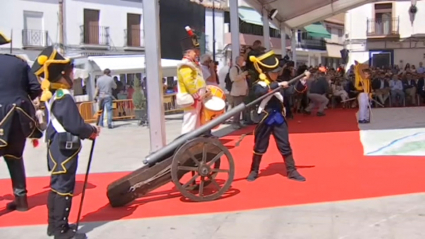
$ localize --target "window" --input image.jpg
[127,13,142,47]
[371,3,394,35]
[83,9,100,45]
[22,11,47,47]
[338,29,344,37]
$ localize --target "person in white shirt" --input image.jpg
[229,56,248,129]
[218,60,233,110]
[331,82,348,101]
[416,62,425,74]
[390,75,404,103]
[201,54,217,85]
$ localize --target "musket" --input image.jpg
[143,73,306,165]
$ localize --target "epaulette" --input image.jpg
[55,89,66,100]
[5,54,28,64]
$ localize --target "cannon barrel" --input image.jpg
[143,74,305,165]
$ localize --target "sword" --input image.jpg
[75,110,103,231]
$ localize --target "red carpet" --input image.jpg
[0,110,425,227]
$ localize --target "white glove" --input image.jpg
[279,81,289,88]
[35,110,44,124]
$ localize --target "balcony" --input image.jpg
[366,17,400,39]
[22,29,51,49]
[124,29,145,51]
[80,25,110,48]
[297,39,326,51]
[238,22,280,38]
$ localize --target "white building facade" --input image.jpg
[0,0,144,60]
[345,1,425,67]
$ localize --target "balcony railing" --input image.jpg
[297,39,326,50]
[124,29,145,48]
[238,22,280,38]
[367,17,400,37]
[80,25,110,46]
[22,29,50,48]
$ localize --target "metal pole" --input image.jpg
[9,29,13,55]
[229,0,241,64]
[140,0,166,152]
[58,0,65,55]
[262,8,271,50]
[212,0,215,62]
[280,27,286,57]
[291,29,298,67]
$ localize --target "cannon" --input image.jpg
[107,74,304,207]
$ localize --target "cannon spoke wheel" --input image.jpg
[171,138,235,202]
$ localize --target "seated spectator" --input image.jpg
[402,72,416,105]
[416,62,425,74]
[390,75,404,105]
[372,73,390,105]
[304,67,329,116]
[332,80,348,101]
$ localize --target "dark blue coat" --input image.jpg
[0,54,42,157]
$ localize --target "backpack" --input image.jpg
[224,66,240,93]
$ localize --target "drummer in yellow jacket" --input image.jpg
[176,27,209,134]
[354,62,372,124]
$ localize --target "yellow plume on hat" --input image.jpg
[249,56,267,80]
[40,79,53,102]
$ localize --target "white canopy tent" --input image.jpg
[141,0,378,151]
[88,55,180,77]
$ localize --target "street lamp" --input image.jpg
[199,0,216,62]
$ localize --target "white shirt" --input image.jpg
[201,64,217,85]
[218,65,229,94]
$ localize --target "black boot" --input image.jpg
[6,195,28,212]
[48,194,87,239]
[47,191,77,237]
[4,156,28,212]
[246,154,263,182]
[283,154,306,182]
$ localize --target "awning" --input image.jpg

====================

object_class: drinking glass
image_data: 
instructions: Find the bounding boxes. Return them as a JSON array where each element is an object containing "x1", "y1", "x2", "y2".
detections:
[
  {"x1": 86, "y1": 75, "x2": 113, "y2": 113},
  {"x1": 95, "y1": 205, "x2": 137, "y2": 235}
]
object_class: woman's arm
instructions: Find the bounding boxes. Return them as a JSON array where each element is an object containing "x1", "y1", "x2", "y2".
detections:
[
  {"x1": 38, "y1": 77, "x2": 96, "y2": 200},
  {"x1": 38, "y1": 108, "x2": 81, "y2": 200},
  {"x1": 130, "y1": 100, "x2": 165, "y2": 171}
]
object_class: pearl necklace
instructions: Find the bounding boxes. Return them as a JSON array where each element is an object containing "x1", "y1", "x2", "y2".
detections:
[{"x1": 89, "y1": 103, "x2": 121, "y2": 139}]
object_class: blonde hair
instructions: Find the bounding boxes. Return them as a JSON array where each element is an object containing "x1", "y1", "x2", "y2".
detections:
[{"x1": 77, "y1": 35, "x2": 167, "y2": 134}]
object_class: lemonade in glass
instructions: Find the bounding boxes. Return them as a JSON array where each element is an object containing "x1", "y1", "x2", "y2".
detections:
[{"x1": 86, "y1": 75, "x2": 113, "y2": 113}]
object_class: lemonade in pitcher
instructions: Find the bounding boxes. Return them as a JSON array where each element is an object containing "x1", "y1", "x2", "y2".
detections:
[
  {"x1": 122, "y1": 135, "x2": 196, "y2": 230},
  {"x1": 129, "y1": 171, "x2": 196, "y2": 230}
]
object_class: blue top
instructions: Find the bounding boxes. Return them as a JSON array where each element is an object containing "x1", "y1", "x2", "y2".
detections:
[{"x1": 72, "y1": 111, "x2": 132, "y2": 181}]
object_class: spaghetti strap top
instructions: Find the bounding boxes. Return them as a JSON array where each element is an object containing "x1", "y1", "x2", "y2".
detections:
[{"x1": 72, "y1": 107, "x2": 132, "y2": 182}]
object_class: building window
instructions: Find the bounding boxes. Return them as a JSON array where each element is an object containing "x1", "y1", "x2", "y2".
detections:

====================

▸ **EXERCISE TASK**: Count the lines in the records above that contain the word "window", treating uppercase and lowercase as different, and give only that number.

▸ **EXERCISE ANSWER**: 2